TASK BRIEF => Rewrite every line of the listing below in the stretch from the line containing "Question. For every instance of the dry" through the end of the listing, adding 114 to each number in the answer coordinates. Copy all other lines unchanged.

Rows taken from a pointing dataset =>
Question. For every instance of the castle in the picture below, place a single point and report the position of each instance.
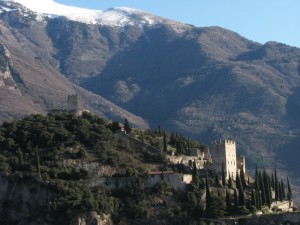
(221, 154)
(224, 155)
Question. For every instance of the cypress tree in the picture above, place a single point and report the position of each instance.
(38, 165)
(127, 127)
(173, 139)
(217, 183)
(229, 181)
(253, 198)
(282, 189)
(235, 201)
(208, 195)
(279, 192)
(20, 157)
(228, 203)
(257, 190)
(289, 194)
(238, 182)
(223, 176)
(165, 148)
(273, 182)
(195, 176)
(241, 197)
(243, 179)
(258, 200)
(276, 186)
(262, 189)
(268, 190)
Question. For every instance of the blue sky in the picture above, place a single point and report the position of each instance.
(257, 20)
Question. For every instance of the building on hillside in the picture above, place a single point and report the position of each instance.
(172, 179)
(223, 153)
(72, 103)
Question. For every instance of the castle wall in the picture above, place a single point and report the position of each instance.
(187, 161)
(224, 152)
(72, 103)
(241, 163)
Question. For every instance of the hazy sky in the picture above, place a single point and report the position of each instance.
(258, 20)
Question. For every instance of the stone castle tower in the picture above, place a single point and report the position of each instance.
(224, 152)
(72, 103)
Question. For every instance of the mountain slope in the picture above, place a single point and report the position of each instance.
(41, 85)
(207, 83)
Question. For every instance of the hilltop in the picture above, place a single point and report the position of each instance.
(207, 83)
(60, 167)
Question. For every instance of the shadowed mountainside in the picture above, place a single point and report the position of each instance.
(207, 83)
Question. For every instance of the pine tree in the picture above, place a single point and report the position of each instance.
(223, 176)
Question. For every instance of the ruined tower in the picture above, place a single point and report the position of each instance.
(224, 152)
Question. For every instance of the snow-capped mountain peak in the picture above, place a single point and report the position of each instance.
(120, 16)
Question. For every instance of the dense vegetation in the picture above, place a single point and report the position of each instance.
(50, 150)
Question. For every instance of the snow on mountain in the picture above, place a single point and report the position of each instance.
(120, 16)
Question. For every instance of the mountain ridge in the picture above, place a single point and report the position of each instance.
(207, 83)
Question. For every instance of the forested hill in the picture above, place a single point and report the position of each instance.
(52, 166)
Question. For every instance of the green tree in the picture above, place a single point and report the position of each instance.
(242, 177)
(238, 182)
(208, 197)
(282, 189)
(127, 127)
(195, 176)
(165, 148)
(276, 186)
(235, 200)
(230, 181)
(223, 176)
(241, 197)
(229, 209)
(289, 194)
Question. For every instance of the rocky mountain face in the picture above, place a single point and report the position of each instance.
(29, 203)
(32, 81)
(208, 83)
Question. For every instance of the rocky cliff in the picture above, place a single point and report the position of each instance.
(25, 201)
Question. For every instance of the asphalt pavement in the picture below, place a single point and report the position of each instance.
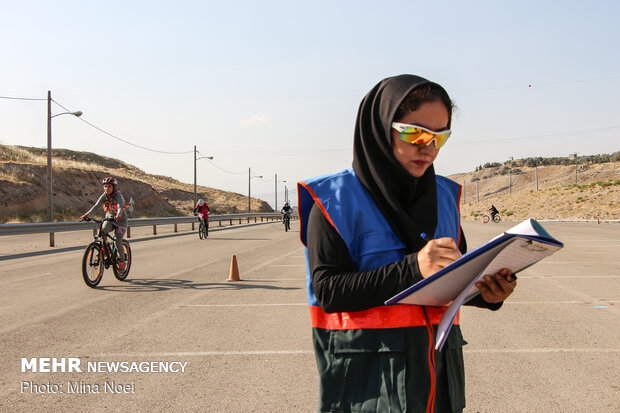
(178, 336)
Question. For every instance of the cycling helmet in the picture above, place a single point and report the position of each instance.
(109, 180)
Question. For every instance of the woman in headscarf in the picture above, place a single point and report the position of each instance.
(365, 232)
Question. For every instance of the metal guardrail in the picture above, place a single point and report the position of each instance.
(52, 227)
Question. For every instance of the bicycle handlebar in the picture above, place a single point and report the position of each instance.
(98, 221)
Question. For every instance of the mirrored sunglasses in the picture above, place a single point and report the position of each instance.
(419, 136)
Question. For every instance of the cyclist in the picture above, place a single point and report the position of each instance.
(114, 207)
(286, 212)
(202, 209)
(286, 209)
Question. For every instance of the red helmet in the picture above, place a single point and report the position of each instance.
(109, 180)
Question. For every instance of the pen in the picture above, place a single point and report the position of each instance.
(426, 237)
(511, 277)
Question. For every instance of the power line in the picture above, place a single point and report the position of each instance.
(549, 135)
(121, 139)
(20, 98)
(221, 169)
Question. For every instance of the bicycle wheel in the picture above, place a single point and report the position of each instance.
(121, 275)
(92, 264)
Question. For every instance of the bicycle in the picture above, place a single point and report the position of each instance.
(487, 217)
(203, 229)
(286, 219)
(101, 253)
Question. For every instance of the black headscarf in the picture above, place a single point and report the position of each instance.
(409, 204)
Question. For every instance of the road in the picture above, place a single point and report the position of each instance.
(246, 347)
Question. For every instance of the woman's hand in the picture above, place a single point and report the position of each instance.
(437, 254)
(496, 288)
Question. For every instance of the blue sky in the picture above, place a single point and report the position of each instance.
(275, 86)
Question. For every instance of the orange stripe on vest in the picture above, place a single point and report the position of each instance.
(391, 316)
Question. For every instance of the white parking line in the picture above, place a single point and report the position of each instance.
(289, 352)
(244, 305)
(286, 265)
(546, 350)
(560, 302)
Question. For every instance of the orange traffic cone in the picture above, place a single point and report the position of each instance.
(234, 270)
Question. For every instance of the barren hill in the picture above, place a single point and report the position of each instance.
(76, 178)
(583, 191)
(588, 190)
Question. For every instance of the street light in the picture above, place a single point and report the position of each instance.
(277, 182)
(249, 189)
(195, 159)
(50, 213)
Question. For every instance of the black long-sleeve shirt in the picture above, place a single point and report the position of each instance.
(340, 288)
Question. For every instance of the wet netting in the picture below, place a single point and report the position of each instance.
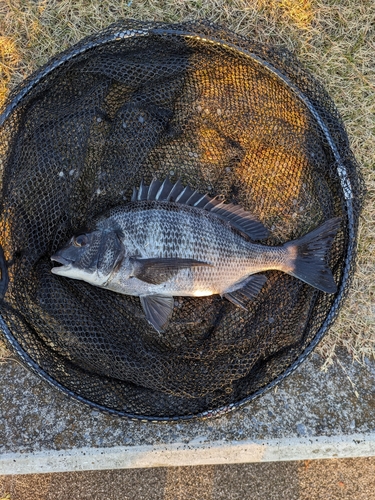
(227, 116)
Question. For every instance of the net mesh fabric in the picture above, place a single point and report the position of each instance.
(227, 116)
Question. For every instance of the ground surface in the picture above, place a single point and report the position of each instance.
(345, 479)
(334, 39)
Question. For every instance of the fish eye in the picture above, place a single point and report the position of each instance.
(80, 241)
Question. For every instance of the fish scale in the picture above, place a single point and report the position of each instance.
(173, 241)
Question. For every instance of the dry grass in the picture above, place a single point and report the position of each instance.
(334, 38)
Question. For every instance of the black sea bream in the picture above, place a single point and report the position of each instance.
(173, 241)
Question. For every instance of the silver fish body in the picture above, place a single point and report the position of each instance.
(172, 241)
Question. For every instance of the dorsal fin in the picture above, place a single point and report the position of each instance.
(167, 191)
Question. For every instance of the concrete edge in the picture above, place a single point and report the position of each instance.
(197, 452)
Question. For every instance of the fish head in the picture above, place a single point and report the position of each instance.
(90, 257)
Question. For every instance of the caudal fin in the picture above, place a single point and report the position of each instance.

RESULT OF THE TASK =>
Question. For every instance of the dry grass in the picture above, place a single point and report the position of each instance.
(448, 152)
Question. For every instance of the black sea bream in the picture above, place a single point and report the position of each instance.
(287, 355)
Question. For every instance of the silver fish body in the picture above, place a single point and report the position of each instance.
(286, 355)
Question. For every instance of the dorsal fin in the picture above, place a single point and report the position of each instance.
(281, 305)
Question. For every instance of the concrete edge in the picture above, place a single point and report the position of each instance.
(311, 566)
Question. For every instance of the fish head in the picture above, place a single point and report the position of each instance.
(204, 371)
Question. For every instance of the caudal fin in the picture above, place a single point and report the position of each instance.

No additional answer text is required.